[Begin EXTRACTED INFORMATION]

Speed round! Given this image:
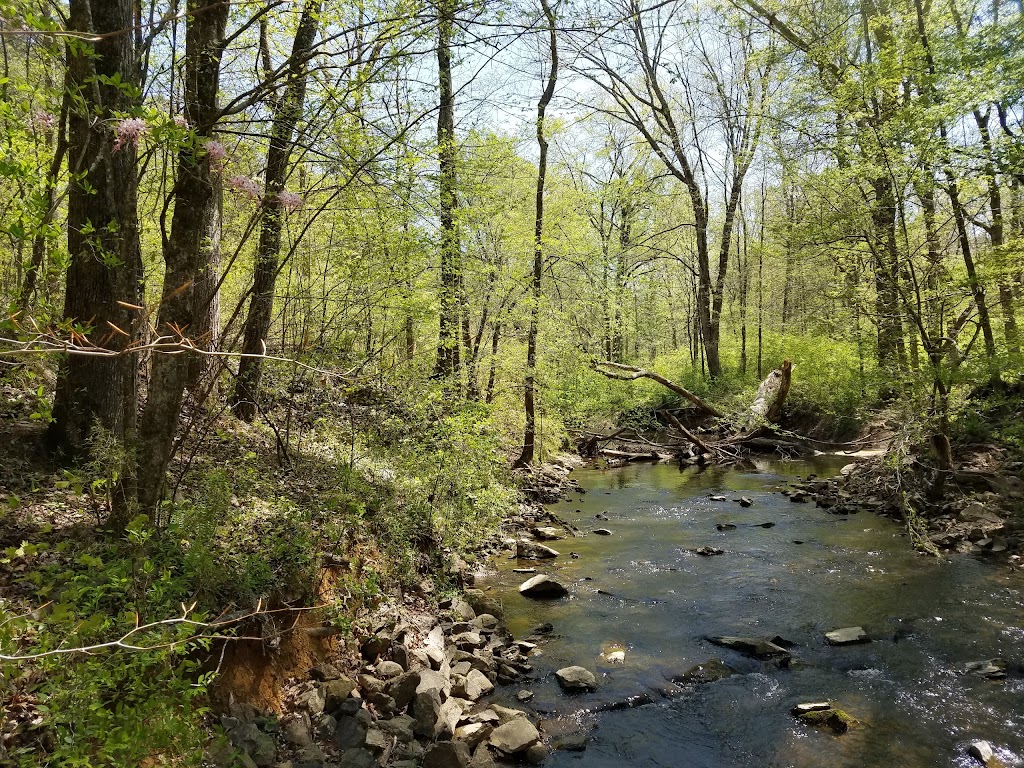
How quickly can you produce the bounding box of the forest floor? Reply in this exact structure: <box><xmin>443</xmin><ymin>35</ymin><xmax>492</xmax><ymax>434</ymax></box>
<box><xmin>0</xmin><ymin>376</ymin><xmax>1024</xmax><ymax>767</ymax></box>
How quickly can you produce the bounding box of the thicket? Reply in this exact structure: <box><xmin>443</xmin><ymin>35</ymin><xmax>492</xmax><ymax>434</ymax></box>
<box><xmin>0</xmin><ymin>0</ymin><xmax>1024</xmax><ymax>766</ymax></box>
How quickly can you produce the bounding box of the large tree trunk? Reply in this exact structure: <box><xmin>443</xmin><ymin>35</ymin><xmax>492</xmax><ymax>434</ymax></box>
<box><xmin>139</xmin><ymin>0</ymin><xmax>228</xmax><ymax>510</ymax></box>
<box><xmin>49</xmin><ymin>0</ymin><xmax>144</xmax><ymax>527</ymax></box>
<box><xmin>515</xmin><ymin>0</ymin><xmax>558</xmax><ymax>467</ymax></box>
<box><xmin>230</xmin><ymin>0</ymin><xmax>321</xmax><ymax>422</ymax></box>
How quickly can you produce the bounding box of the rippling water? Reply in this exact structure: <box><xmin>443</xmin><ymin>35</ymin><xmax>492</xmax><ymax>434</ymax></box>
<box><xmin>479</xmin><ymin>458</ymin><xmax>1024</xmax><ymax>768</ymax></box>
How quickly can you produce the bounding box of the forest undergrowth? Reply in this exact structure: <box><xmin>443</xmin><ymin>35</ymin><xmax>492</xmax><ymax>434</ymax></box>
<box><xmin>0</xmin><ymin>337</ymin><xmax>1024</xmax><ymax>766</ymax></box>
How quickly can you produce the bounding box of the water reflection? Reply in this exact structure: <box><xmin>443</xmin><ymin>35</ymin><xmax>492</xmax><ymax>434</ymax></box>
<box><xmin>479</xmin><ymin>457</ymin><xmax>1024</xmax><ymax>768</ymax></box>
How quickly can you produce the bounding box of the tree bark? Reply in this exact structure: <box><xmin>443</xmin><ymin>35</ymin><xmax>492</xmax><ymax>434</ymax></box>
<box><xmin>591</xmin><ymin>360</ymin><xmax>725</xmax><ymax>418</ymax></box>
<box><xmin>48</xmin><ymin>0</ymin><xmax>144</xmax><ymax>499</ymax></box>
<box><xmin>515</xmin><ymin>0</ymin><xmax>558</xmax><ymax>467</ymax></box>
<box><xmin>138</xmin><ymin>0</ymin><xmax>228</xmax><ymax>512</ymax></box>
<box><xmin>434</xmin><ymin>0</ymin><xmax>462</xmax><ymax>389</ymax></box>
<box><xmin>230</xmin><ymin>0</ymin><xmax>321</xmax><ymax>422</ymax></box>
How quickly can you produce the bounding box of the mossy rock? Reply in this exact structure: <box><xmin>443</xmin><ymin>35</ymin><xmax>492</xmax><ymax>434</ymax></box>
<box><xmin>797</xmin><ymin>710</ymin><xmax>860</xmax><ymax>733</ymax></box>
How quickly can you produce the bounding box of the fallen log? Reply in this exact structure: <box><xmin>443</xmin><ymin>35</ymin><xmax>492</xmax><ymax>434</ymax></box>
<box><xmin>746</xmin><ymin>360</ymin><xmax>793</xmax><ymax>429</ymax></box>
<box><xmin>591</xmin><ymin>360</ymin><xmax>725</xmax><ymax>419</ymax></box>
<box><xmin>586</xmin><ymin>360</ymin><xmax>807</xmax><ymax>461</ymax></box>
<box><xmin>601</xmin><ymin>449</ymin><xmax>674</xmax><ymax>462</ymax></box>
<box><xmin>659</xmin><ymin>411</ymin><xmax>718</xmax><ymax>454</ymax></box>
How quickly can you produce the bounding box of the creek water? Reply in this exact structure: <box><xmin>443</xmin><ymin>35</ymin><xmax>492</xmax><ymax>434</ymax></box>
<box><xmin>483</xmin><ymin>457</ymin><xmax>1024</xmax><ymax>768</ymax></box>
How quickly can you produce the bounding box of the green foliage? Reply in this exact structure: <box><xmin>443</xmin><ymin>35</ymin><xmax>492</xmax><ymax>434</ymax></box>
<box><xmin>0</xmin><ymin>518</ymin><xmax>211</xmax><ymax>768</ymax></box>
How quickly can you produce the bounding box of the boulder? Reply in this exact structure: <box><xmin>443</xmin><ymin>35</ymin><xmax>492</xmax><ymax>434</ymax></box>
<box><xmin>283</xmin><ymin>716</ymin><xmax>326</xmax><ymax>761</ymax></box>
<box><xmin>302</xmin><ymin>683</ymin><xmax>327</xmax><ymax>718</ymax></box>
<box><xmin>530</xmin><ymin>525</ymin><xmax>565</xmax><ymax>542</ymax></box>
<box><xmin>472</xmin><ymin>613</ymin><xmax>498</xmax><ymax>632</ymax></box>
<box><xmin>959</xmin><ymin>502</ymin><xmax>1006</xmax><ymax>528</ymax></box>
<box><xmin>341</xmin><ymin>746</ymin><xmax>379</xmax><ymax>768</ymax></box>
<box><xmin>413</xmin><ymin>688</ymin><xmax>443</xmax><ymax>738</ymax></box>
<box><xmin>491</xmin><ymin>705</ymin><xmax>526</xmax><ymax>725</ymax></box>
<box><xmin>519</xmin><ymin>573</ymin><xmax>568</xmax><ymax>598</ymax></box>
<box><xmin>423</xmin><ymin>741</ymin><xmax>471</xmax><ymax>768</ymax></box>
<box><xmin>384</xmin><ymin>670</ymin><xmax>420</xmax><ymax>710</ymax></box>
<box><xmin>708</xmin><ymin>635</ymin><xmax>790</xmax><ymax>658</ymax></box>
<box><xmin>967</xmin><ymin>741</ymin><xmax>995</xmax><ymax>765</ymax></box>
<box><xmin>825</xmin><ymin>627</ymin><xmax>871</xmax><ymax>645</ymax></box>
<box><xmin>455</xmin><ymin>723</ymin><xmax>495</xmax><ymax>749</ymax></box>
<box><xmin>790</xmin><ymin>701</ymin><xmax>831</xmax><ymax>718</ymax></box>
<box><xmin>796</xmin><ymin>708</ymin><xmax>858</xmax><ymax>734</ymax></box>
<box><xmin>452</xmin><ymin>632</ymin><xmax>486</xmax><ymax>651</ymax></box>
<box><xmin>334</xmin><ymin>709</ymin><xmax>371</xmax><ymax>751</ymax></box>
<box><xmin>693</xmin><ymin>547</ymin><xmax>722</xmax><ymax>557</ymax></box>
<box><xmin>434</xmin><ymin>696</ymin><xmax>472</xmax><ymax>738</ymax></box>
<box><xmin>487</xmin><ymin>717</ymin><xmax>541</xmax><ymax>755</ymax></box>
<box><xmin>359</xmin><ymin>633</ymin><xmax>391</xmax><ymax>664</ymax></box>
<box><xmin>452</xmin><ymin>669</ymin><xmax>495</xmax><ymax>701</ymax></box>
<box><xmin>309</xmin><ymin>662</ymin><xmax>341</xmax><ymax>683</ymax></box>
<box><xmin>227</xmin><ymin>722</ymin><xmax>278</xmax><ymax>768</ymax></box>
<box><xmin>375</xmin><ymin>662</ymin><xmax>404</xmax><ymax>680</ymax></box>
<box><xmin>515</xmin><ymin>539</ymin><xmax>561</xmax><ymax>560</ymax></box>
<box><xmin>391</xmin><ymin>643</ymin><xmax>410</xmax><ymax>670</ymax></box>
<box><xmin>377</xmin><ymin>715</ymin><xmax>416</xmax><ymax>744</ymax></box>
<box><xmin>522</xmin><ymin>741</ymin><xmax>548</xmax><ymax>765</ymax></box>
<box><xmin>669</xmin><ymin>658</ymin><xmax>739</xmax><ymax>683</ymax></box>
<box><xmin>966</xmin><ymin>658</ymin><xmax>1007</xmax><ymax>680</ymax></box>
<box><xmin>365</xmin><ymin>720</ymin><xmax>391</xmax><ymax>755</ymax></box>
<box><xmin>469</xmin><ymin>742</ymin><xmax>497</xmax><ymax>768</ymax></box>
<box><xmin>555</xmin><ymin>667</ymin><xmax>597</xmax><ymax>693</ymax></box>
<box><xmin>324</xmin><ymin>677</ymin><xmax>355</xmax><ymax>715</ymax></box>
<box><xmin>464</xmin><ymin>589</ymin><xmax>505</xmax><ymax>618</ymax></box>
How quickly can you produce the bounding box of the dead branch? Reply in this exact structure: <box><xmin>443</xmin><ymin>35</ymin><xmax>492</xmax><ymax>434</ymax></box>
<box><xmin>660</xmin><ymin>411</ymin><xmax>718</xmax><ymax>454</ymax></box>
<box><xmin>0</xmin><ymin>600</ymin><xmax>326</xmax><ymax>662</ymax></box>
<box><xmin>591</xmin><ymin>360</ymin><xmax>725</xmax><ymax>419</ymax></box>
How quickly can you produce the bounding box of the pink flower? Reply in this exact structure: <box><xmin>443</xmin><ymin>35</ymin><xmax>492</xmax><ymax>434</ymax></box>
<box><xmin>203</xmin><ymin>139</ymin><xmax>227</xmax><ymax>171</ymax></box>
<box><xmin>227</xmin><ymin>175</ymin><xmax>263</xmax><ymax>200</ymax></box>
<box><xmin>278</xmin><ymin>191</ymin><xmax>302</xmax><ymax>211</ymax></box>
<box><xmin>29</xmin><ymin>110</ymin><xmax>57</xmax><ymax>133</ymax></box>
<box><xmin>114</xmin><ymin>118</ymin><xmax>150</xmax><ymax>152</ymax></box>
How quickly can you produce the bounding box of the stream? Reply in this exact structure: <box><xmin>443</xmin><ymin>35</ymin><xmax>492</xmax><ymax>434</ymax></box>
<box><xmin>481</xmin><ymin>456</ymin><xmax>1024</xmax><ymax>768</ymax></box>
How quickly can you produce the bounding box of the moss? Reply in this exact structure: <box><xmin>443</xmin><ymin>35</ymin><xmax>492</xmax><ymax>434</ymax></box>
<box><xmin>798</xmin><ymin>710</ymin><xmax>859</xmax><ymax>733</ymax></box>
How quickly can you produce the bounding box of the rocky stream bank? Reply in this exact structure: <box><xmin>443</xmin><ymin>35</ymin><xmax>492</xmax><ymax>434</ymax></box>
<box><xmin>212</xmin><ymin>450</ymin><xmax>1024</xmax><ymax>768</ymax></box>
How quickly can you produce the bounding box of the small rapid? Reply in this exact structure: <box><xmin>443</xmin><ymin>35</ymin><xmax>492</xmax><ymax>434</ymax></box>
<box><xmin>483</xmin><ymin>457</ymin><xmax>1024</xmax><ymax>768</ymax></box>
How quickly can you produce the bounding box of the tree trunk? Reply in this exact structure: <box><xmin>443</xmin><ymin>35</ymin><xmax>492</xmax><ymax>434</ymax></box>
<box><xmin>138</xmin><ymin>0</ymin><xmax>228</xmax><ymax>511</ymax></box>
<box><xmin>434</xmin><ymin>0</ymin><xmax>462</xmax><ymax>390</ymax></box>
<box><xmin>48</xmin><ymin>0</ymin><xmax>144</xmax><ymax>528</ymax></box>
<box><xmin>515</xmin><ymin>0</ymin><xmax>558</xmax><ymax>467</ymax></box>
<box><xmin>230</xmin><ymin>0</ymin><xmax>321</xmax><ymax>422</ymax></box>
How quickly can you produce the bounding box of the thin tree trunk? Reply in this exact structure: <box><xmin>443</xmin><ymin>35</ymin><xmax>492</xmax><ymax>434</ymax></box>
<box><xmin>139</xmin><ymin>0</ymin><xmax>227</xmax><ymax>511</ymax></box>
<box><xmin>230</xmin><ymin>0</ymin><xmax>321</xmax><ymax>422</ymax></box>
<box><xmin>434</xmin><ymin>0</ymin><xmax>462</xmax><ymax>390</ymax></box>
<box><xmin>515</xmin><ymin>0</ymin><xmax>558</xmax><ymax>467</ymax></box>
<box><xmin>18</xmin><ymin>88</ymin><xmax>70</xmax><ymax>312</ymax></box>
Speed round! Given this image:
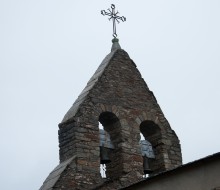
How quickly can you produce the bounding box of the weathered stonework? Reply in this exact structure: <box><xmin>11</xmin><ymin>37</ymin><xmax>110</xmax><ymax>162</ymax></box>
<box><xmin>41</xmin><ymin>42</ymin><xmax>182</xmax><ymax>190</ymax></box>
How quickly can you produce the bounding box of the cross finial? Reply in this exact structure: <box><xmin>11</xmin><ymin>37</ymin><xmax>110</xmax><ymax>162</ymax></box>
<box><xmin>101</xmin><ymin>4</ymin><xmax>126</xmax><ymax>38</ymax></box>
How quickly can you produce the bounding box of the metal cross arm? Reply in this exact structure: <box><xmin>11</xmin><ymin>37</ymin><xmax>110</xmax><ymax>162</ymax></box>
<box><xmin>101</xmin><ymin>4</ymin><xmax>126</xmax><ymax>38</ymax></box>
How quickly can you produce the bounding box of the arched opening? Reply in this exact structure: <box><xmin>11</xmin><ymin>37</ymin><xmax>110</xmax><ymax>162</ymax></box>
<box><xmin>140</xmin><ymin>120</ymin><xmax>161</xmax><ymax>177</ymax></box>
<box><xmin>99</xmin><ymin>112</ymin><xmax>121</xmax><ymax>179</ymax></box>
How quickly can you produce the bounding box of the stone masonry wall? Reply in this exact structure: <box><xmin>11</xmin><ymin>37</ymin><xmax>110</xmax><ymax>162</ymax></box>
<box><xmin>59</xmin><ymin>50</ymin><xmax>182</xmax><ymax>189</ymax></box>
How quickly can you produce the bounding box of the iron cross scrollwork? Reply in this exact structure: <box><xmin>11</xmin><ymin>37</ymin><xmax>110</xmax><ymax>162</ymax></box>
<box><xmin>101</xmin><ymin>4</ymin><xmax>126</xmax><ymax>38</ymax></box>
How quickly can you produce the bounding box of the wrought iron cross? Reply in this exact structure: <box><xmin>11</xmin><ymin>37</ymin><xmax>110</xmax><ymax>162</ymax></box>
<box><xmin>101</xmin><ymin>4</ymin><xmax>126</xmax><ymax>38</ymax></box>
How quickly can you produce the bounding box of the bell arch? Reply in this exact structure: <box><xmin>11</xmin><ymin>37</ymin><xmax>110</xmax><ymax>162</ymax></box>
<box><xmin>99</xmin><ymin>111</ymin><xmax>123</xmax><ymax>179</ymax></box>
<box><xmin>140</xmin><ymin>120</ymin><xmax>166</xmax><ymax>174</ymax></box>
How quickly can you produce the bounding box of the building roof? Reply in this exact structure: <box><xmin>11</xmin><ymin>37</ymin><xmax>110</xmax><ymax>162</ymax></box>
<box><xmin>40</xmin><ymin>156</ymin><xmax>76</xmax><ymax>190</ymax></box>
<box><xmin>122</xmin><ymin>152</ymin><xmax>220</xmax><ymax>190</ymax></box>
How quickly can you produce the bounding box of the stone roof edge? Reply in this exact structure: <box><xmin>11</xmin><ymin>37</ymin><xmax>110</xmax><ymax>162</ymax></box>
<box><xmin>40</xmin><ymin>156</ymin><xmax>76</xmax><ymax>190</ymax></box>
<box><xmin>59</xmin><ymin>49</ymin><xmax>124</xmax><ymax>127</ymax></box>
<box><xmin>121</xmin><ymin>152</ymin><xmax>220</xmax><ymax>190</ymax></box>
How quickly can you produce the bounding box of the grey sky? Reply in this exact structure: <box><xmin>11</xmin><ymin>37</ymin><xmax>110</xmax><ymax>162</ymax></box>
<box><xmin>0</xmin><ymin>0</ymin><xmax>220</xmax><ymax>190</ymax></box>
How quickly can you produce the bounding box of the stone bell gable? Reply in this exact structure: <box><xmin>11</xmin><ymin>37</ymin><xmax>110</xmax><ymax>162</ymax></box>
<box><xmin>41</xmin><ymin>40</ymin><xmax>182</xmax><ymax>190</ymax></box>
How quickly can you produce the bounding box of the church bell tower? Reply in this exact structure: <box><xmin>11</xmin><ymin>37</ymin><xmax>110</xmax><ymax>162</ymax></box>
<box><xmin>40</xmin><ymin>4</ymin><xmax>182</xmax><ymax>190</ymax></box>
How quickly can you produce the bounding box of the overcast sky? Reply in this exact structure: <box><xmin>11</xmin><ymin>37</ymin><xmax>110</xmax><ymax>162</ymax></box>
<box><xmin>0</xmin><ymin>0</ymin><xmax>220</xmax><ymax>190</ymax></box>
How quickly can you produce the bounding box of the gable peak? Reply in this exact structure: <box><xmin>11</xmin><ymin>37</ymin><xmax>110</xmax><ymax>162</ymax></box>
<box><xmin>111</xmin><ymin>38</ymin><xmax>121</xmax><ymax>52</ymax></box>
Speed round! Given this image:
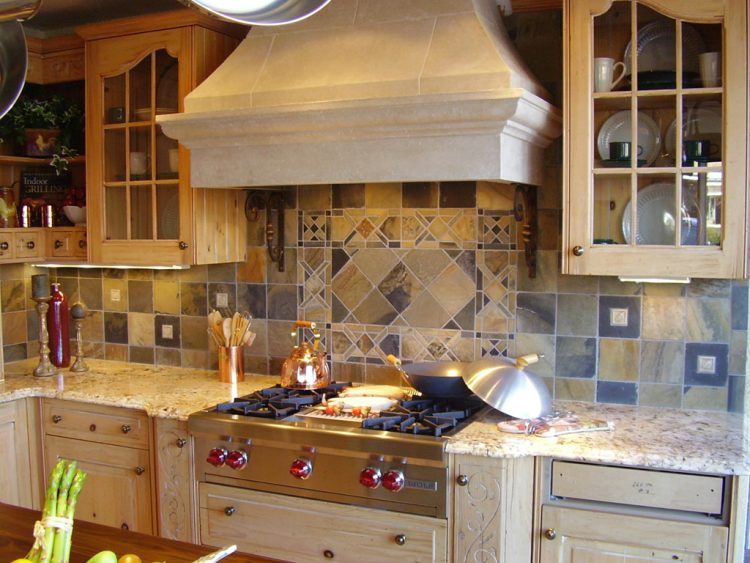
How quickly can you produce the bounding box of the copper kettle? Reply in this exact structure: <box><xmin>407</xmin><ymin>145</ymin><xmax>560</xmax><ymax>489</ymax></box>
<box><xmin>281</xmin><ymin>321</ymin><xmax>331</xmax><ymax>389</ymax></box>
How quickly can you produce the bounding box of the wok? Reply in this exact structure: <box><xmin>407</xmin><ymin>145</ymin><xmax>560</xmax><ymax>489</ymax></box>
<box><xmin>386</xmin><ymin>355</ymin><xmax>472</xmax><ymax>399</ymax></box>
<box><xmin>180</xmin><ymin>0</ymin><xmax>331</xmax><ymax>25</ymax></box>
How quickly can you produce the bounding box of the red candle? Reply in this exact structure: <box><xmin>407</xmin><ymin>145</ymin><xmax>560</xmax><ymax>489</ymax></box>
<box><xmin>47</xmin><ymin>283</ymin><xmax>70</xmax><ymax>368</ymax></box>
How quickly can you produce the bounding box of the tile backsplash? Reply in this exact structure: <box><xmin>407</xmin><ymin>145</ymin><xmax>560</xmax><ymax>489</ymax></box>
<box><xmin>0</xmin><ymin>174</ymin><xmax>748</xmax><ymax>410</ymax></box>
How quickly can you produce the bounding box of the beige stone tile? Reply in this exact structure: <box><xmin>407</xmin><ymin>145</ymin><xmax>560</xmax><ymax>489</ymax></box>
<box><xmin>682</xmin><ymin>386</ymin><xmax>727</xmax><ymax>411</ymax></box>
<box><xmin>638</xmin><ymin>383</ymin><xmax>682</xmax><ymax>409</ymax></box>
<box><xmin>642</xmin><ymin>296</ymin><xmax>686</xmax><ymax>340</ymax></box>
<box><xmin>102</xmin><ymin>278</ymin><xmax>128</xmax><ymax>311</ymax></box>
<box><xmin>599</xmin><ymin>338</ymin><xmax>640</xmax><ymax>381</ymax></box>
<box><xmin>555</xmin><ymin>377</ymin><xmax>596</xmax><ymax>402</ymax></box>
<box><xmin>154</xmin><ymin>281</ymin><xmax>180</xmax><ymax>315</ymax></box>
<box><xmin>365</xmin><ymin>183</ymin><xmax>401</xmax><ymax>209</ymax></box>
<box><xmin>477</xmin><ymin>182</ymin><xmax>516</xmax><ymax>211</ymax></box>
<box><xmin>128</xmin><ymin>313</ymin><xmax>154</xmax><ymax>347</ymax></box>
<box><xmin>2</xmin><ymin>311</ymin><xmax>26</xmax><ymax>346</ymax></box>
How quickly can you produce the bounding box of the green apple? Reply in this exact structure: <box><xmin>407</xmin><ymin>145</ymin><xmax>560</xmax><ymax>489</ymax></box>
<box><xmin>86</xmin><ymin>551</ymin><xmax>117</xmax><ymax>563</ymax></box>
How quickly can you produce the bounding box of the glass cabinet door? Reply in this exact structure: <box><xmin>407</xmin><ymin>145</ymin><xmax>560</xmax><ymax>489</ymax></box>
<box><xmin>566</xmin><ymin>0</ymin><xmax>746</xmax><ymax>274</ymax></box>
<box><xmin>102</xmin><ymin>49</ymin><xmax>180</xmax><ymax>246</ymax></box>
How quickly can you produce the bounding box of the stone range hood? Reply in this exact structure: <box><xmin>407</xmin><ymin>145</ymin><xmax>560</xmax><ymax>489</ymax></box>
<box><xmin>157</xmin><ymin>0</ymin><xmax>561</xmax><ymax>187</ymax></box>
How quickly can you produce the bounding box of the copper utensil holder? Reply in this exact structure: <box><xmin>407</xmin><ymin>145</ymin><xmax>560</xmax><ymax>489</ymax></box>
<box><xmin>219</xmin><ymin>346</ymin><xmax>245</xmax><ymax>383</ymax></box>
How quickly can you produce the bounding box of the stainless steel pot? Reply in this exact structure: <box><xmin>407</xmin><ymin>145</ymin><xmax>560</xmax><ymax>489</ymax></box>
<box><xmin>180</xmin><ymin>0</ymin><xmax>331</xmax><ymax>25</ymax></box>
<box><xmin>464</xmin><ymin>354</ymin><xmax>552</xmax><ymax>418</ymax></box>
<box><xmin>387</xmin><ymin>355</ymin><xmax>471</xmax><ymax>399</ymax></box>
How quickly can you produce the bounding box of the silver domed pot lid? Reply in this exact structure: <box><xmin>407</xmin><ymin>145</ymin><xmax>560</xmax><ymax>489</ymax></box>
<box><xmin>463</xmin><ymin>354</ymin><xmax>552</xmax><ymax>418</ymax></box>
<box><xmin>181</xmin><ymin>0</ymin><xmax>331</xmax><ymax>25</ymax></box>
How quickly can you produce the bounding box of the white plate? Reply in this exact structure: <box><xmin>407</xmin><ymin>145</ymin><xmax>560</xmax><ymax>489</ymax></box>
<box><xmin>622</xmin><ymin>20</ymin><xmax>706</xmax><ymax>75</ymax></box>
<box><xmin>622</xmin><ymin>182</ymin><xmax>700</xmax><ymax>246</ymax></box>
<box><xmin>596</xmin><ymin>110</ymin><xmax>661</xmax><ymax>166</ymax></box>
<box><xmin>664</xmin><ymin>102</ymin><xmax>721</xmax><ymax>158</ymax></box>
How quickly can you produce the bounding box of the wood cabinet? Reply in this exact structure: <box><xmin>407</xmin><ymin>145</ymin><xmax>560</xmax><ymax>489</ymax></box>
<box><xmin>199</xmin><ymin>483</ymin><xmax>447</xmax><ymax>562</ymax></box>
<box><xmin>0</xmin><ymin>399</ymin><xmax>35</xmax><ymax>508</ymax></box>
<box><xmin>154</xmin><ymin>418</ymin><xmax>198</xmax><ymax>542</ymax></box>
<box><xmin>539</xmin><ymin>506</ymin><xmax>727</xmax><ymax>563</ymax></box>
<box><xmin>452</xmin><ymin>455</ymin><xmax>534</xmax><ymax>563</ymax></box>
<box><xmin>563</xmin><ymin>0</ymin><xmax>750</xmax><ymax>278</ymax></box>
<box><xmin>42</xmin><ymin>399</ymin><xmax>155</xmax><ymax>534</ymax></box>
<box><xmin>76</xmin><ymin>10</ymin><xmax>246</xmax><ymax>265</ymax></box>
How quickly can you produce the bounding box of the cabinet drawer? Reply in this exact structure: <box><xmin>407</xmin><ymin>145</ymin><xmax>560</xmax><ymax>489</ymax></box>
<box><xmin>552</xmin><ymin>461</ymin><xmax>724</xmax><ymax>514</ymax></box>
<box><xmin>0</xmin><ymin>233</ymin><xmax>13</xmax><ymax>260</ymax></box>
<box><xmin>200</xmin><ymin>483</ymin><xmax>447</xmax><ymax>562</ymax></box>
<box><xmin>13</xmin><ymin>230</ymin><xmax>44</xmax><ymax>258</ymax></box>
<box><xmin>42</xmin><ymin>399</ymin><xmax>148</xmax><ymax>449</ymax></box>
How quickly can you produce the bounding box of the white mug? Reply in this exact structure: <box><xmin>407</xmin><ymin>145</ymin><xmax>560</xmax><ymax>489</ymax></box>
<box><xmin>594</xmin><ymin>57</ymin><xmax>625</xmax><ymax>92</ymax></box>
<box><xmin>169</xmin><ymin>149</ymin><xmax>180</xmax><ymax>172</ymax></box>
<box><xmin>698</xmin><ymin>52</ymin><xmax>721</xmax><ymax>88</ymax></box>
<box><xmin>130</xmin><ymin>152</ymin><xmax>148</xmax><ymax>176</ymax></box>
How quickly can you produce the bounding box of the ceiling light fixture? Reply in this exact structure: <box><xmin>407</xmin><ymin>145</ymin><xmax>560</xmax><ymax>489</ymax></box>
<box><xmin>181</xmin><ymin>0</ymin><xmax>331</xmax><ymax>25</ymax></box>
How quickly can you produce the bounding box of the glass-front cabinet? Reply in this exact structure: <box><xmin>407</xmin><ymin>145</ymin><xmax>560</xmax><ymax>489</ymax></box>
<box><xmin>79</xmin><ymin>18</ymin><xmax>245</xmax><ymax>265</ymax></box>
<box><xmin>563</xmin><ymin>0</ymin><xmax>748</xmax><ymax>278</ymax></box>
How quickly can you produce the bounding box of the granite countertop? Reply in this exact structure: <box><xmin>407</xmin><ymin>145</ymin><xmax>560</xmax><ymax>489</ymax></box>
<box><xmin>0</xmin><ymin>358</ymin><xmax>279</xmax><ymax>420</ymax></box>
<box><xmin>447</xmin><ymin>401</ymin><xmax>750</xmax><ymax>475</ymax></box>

[End EXTRACTED INFORMATION]

## GIVEN TASK
Locate every line in the listing that contains the string "trunk", and copy each of those lines in full. Matching is case-sensitive.

## WRITTEN SOLUTION
How quickly can you produce the bounding box of the large tree trunk? Reply in this exact structure: <box><xmin>443</xmin><ymin>35</ymin><xmax>492</xmax><ymax>434</ymax></box>
How quickly can you produce the bounding box of the tree trunk? Reply in this exact structure: <box><xmin>443</xmin><ymin>35</ymin><xmax>492</xmax><ymax>434</ymax></box>
How quickly can you produce the bounding box of the thin tree trunk? Reply in this exact structure: <box><xmin>443</xmin><ymin>35</ymin><xmax>492</xmax><ymax>434</ymax></box>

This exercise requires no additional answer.